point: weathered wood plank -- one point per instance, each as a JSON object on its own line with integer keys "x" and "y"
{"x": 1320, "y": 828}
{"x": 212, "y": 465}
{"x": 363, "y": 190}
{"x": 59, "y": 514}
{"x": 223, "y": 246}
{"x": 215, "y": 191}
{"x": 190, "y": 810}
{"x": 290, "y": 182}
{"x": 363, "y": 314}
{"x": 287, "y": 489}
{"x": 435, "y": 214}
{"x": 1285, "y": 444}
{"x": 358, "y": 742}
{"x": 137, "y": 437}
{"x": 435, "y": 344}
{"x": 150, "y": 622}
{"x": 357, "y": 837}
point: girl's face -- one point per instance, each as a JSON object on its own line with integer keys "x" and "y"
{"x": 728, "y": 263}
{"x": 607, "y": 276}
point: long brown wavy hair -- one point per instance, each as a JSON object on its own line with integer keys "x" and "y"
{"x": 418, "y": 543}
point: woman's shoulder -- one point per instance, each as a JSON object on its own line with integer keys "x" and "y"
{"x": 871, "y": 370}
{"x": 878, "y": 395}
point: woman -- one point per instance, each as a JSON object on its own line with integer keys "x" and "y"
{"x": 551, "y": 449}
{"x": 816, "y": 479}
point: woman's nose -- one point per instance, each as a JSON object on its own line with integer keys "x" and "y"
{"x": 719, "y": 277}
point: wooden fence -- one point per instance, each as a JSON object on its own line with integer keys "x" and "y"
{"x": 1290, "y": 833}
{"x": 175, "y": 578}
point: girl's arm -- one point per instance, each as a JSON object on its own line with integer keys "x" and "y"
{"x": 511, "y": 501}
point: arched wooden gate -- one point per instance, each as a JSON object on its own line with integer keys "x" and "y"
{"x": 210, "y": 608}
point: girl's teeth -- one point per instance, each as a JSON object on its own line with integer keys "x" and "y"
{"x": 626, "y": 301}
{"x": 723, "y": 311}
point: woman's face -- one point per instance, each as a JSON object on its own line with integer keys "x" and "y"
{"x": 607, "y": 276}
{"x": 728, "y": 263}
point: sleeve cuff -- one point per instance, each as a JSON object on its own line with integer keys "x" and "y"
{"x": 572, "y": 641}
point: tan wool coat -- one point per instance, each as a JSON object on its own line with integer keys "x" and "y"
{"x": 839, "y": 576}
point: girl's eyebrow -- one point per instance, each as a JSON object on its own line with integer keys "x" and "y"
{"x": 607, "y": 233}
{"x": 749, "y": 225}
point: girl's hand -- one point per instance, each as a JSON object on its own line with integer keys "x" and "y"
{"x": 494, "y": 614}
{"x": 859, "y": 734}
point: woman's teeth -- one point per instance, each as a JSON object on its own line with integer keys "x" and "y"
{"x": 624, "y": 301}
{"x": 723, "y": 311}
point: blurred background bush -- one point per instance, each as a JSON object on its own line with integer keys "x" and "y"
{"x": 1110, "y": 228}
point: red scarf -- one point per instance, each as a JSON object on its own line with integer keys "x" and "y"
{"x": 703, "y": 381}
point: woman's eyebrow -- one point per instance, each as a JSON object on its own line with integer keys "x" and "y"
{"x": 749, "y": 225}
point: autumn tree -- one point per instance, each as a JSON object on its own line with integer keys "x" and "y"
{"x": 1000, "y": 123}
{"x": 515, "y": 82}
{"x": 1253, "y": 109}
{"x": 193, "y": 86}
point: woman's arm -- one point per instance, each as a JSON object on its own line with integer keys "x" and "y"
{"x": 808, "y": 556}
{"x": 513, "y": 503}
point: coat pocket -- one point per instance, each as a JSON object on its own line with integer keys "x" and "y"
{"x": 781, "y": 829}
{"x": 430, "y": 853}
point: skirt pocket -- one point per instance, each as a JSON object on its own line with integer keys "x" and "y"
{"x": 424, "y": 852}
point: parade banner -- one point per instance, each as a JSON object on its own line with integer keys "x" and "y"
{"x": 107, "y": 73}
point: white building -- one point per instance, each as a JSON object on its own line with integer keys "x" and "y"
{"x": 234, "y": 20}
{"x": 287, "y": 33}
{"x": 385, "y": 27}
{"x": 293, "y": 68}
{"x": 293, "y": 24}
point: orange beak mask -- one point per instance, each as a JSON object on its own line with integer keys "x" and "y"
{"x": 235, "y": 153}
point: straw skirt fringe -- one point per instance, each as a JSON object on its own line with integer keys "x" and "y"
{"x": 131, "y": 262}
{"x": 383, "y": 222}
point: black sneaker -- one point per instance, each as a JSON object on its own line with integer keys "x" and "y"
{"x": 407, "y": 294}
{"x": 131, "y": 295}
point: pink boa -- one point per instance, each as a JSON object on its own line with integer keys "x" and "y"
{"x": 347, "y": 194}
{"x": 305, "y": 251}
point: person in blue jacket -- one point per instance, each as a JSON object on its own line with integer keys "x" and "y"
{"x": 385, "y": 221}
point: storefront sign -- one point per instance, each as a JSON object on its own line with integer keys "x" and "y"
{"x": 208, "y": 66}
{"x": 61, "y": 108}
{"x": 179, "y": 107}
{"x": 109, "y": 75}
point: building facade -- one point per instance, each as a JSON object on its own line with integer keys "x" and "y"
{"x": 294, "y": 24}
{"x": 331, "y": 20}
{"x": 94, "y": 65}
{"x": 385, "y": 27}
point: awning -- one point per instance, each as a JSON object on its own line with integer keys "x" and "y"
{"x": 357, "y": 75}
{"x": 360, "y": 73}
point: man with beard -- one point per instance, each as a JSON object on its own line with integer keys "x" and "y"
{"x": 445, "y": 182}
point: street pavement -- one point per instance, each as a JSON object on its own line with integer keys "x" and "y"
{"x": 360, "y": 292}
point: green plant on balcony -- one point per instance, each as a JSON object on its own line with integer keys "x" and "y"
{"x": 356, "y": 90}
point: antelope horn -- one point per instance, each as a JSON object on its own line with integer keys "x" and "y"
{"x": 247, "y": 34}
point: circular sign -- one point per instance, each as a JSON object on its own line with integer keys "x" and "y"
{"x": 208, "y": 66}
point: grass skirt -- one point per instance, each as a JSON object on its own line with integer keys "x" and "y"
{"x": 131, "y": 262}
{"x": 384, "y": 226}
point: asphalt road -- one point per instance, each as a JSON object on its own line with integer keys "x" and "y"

# # #

**Set exercise**
Locate "point: building facade" in the material, then quote the line that contains it and all lines after it through the final one.

**Output for this exercise**
point: building facade -- one point per instance, each as a JSON object on its own line with integer keys "x" and "y"
{"x": 294, "y": 24}
{"x": 331, "y": 20}
{"x": 94, "y": 65}
{"x": 385, "y": 27}
point: awning -- one point per instance, each as a JSON object on its own line with integer keys "x" and "y"
{"x": 357, "y": 75}
{"x": 360, "y": 73}
point: man with beard -- one point per instance, each as a JSON object on its own line with integer keys "x" and "y"
{"x": 445, "y": 182}
point: street pavement -- one point per instance, each as a JSON object on its own line with integer keys "x" and "y"
{"x": 360, "y": 292}
point: green plant on balcony -- one point per instance, each as a JSON object on its own line with integer keys "x" and "y"
{"x": 356, "y": 90}
point: antelope horn -- one point per instance, each as a JSON object on its own line with integer keys "x" and "y"
{"x": 247, "y": 34}
point: circular sign -- one point per instance, each as a JSON object on its own line with integer keys "x" and "y"
{"x": 208, "y": 66}
point: grass skirt -- one point per instance, each as a JSON object on its own line with integer keys "x" and "y"
{"x": 131, "y": 262}
{"x": 384, "y": 226}
point: asphalt road -- one point per instance, each as a JSON object on its own line with integer keys "x" and "y"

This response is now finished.